### ACTIVITY
Emit only the lines from the line containing "Please spot the cloudy" through the last line of the entries, unchanged.

SOURCE RECORDS section start

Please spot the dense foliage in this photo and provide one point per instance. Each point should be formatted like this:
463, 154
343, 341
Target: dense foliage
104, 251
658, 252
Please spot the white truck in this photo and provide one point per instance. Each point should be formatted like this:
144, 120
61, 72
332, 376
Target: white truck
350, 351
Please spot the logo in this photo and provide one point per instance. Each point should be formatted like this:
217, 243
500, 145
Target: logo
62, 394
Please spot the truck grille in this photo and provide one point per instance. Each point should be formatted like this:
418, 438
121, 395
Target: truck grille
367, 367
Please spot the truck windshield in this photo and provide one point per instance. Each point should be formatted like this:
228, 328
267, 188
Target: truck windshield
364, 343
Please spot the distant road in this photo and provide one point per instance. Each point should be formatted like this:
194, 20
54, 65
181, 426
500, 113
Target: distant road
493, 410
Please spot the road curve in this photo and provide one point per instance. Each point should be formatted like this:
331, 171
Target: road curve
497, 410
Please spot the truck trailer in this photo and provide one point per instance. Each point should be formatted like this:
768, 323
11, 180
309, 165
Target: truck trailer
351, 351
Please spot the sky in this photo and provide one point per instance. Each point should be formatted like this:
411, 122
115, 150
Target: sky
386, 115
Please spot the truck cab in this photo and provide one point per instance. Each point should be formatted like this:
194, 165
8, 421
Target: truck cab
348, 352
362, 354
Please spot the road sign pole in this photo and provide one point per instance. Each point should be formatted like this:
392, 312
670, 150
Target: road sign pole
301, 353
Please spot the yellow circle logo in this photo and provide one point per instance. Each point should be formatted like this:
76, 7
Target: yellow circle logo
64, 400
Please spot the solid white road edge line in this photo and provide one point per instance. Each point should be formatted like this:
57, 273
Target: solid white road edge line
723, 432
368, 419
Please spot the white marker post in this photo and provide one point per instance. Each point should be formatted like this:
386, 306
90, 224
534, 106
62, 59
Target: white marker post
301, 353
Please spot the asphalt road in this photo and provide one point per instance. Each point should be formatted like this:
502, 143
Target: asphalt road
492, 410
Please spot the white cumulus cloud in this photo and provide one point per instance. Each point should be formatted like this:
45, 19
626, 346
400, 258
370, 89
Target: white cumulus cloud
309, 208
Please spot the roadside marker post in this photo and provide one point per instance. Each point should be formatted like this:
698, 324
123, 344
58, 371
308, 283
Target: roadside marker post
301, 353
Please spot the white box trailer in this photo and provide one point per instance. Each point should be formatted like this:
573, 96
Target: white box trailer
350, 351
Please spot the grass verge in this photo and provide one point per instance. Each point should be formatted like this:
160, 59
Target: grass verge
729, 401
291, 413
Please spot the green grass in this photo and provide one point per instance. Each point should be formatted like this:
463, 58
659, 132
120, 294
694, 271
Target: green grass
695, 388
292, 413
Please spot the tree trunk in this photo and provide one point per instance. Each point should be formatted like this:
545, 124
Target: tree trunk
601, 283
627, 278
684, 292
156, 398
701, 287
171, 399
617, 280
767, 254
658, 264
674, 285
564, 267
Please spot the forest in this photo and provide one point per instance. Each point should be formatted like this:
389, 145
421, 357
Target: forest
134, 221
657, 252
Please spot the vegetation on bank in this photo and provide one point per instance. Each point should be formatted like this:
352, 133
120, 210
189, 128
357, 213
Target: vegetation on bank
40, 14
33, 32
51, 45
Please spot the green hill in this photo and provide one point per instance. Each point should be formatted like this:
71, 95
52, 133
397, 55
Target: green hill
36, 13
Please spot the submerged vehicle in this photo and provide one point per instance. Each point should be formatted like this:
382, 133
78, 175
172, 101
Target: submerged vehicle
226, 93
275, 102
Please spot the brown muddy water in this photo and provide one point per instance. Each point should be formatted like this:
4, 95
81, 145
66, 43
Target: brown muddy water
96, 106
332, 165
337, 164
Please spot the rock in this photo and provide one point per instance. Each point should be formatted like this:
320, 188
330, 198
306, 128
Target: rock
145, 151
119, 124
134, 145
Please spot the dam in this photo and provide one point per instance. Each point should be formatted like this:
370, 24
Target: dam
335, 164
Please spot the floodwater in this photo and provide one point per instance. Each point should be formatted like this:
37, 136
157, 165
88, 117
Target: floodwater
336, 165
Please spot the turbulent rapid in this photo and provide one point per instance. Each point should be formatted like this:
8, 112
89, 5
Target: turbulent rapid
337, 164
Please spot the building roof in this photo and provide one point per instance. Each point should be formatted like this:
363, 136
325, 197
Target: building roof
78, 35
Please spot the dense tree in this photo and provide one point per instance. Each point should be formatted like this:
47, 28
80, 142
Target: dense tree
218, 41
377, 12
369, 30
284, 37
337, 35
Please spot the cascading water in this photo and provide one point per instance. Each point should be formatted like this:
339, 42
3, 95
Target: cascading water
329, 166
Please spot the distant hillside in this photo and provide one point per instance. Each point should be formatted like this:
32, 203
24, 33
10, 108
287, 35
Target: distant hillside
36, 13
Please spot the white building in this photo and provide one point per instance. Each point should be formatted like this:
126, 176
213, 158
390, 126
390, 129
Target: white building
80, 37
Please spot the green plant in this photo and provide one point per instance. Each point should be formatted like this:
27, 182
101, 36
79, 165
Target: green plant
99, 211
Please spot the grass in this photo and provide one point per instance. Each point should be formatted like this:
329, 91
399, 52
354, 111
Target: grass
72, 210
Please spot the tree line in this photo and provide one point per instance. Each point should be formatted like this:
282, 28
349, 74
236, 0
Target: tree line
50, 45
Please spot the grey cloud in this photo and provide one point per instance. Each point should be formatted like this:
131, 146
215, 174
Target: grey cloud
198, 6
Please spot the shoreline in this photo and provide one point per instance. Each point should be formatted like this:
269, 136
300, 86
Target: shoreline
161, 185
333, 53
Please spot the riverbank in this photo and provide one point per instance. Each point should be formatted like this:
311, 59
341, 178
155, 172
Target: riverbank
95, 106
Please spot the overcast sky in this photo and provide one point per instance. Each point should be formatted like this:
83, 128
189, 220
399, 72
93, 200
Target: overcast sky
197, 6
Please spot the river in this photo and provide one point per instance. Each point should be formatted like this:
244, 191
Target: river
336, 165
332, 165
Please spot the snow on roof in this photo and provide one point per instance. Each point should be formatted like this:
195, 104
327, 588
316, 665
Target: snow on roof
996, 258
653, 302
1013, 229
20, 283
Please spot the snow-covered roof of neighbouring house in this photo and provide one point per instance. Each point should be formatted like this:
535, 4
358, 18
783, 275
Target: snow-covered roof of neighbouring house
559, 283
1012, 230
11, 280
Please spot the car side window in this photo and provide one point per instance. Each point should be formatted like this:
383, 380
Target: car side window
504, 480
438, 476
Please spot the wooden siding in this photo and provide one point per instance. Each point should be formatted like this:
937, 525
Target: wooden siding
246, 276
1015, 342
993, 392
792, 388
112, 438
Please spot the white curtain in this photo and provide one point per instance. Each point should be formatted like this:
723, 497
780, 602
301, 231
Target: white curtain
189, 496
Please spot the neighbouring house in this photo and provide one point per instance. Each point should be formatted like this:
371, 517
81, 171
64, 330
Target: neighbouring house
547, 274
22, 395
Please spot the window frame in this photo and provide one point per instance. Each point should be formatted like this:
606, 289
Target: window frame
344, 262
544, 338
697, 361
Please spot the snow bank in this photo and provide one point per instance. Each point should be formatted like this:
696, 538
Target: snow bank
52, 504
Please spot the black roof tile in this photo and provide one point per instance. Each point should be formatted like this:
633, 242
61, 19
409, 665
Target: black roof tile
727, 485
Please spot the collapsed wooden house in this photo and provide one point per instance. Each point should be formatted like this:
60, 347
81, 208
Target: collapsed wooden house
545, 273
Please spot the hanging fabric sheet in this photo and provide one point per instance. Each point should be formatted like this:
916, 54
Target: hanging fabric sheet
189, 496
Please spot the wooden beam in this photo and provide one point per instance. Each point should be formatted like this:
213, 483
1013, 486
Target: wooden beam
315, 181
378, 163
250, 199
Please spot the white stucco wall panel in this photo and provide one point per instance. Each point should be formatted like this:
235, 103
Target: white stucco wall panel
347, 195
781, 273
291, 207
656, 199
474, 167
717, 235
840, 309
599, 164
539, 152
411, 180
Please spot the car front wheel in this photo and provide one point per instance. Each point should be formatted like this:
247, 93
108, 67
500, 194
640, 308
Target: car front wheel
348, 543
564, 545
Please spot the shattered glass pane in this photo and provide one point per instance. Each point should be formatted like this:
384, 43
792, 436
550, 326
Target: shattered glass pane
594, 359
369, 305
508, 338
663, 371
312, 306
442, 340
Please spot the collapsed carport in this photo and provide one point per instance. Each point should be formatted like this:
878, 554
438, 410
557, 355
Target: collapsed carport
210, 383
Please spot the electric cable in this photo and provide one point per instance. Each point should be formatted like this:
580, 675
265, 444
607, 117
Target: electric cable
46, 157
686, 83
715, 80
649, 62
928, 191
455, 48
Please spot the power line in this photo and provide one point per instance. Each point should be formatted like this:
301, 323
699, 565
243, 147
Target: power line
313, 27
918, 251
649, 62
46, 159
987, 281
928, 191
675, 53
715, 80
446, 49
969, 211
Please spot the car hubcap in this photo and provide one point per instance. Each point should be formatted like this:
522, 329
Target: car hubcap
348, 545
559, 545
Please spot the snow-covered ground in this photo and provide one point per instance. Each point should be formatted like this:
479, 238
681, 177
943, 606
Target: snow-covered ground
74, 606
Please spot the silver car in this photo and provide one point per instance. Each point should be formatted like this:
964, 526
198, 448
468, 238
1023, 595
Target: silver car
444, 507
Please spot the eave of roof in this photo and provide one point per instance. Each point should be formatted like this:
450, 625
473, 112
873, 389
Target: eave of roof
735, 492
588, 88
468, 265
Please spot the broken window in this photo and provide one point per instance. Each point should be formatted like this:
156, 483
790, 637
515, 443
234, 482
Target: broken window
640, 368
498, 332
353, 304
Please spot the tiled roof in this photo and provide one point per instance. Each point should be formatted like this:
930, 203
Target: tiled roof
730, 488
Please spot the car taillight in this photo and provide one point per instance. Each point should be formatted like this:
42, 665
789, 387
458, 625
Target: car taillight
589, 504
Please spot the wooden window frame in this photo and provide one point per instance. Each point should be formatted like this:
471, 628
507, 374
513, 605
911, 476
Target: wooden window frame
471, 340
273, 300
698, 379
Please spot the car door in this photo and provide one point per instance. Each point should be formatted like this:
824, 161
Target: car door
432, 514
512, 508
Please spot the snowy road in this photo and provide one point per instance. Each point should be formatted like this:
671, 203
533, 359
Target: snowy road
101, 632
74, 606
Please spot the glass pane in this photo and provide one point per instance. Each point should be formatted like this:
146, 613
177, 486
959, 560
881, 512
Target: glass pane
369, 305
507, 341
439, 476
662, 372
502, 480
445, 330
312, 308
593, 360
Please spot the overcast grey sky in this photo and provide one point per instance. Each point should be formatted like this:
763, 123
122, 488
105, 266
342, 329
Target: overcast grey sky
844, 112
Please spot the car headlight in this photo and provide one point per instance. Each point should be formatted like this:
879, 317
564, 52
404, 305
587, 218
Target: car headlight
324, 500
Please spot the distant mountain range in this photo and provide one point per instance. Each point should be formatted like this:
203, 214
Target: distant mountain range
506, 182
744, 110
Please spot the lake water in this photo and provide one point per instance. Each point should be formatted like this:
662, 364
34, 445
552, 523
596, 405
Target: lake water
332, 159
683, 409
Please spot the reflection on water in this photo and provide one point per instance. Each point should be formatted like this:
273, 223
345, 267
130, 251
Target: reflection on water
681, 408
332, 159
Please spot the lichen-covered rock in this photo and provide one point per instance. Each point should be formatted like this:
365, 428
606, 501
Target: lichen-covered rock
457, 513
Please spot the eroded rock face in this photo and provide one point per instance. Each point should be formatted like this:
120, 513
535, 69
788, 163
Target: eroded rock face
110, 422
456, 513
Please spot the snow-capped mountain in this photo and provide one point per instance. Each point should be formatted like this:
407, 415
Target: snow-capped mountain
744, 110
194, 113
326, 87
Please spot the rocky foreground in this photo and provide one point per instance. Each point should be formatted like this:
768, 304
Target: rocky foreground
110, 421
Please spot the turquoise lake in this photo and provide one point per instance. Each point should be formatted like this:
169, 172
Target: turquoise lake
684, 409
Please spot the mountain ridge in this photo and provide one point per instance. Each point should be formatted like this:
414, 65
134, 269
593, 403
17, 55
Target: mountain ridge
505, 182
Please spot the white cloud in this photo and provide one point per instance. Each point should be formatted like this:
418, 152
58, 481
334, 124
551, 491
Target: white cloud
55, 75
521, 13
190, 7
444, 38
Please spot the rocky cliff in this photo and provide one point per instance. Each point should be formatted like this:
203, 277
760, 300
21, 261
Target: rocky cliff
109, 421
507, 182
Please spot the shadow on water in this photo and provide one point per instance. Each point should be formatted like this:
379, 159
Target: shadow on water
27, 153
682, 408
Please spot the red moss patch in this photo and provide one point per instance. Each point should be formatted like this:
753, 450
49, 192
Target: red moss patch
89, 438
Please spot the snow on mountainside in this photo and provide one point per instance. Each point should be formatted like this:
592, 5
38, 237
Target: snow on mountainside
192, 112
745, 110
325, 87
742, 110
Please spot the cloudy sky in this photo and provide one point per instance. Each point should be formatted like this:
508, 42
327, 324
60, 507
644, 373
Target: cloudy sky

SOURCE RECORDS section end

### WRITTEN RESPONSE
Please spot the cloudy sky in this photo and provide one point per instance. Each point should be formatted like this:
508, 42
327, 324
60, 507
644, 373
Target: cloudy sky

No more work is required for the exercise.